[Items listed in a dataset]
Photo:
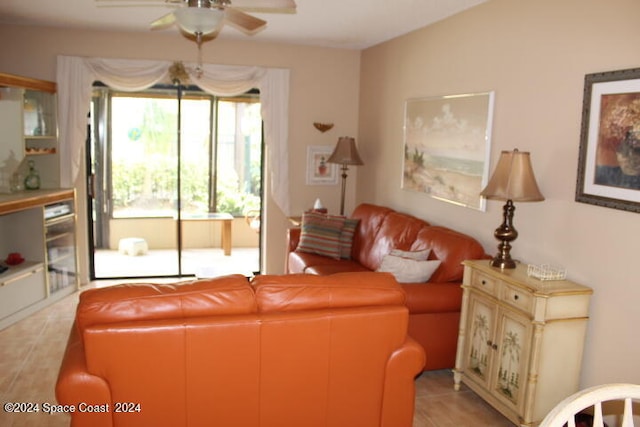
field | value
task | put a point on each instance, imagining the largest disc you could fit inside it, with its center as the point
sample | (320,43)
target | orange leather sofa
(279,351)
(434,307)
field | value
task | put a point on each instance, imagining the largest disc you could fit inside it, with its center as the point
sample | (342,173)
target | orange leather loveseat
(434,305)
(280,351)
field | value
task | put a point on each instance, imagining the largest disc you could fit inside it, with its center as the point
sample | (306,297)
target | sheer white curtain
(76,75)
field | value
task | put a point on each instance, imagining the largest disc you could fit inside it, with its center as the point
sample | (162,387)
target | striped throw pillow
(320,234)
(346,237)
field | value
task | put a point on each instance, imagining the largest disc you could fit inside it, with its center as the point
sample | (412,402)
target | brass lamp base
(506,234)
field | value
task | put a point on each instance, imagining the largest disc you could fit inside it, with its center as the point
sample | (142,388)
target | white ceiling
(354,24)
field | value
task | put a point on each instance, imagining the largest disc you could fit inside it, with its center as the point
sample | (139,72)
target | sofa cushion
(321,234)
(146,301)
(407,270)
(449,246)
(396,231)
(344,266)
(308,292)
(422,255)
(433,297)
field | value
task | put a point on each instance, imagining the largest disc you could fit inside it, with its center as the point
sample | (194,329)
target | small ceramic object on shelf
(14,258)
(17,182)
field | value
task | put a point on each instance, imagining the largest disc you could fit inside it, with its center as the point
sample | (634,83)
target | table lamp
(345,154)
(512,180)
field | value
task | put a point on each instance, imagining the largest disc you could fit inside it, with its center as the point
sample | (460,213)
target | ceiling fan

(The task): Set down the material exactly, every line of it, except for the pictures.

(Full solution):
Photo:
field | value
task | put a point on each instance, imagining the largest disc you could fit inside it, with its center as the point
sample | (320,43)
target | orange leather sofa
(279,351)
(434,307)
field | value
task | put a point on each instance, imagining the largest disc you could fit inside it, with its center as the point
sample | (342,173)
target | orange leather loveseat
(434,305)
(280,351)
field | value
task | put a point on each instance, imagining the largest disc you could fit inside it, with its center as the point
sample | (306,297)
target | sheer white curtain
(76,75)
field | value
task | put a point on each instance, imagining the largest disc you could fit inside it, with its center as the point
sample | (162,387)
target | striped throw pillow
(320,234)
(346,237)
field | value
task | put a point on each instance, imagining the largest disc you could fit inside it, with its center as the point
sample | (412,402)
target | brass lamp base
(506,234)
field | value
task | put a point on each instance, imagining the largest disc you could fit inside it, with its center as the point
sample | (142,388)
target | white ceiling
(354,24)
field | value
task | put a point on each instance, imagining the largest disc you could fit inside it, with its center as the point
sample | (139,72)
target | sofa cushion
(321,234)
(146,301)
(407,270)
(449,246)
(396,231)
(344,266)
(308,292)
(422,255)
(433,297)
field | value
task | put a point on each instance, imagining the largest disc you could fit inside it, with its center as the point
sample | (194,329)
target | small ceramic object on shelf
(14,258)
(17,182)
field | value
task | put a point on each instance, imagining the largest disc you could fit inside it, with its center as the point
sample | (634,83)
target | table lamp
(345,154)
(512,180)
field | value
task | put a point on each instance, imagining the largest disc you could fit inside it, with its center as the point
sample | (460,213)
target | ceiling fan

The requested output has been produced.